Shift every bounding box coordinate in the answers up by 82, then write out again only the records from the line with "fireplace frame? Provide a bounding box." up to and including the line with "[146,131,297,254]", requests included.

[Data start]

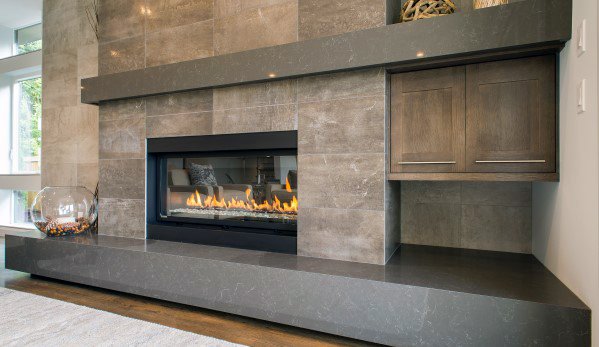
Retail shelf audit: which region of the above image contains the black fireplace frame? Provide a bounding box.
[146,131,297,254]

[Data end]
[Data start]

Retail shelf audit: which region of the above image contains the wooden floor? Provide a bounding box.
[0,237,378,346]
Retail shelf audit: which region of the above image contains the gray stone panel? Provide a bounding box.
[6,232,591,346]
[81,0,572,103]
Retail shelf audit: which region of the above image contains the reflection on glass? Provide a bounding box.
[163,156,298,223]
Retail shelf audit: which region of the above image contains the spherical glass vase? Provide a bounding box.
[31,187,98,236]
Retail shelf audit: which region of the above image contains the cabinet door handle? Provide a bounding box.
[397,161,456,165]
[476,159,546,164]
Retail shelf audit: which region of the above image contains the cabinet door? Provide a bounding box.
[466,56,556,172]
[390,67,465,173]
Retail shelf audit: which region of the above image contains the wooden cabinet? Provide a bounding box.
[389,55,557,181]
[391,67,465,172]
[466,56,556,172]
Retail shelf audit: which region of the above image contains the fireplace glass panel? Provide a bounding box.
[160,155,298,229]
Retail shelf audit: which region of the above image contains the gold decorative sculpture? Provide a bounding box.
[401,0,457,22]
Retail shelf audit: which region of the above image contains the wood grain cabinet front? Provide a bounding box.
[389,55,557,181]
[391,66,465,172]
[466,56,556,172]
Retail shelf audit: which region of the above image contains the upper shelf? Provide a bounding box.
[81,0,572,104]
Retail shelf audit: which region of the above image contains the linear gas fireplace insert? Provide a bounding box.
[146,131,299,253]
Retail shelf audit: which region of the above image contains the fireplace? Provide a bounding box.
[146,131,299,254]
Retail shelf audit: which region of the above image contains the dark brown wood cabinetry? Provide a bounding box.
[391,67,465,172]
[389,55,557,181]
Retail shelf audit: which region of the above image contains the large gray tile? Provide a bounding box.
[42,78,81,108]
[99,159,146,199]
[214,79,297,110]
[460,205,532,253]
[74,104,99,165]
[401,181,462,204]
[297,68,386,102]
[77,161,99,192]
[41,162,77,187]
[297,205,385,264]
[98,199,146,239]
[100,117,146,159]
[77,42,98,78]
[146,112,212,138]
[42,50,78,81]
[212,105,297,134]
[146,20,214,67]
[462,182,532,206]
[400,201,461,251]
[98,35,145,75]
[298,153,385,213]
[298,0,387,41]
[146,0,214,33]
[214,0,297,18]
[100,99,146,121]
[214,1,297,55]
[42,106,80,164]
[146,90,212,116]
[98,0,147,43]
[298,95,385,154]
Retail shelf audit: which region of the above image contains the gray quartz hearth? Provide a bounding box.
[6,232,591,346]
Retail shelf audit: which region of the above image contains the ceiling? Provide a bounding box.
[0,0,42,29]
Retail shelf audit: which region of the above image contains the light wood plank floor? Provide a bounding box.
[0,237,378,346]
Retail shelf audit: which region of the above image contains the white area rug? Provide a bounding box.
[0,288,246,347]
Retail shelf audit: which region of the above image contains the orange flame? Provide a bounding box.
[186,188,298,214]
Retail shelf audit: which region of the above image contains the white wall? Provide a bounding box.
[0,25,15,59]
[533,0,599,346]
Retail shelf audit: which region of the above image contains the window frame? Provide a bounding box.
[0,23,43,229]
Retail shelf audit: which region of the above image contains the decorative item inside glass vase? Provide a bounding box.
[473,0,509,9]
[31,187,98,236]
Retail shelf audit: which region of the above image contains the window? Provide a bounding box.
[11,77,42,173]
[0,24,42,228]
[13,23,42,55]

[Data end]
[Data start]

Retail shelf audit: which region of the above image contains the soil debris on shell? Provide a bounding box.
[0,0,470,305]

[Data end]

> **Task result**:
Retail shelf audit: which region of the above image contains the black fireplace frame? Provide a bounding box.
[228,213,379,336]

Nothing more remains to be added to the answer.